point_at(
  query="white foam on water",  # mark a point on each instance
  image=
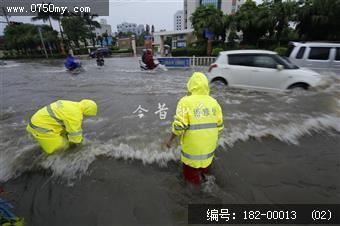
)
(73, 165)
(15, 161)
(229, 101)
(236, 116)
(288, 133)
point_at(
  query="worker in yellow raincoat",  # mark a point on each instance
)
(198, 121)
(58, 125)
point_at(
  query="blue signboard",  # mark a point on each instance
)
(174, 62)
(208, 34)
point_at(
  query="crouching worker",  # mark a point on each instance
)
(198, 121)
(59, 125)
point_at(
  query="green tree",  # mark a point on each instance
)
(92, 24)
(25, 37)
(100, 39)
(319, 20)
(75, 29)
(208, 17)
(276, 16)
(248, 20)
(44, 16)
(106, 37)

⁂

▸ **Problem description**
Revise all the entries above by putting "laborer" in place of every "worker", with everything else kept the same. Omit the pictures from your version.

▸ **Answer below**
point_at(
  query="white foam on water",  # mark a point on each instance
  image=
)
(73, 165)
(15, 161)
(229, 101)
(236, 116)
(288, 133)
point_at(
  query="laborer in yellow raincoat",  # mark a point on each instance
)
(198, 121)
(58, 125)
point_at(
  query="blue signboard",  # mark a point on each instance
)
(174, 62)
(208, 34)
point_at(
  query="crouching laborer",  # mark a point on each instance
)
(198, 121)
(59, 125)
point_at(
  query="green tree",  # mark a point on each instance
)
(92, 24)
(25, 37)
(100, 39)
(319, 20)
(75, 29)
(208, 17)
(276, 16)
(248, 20)
(44, 16)
(106, 37)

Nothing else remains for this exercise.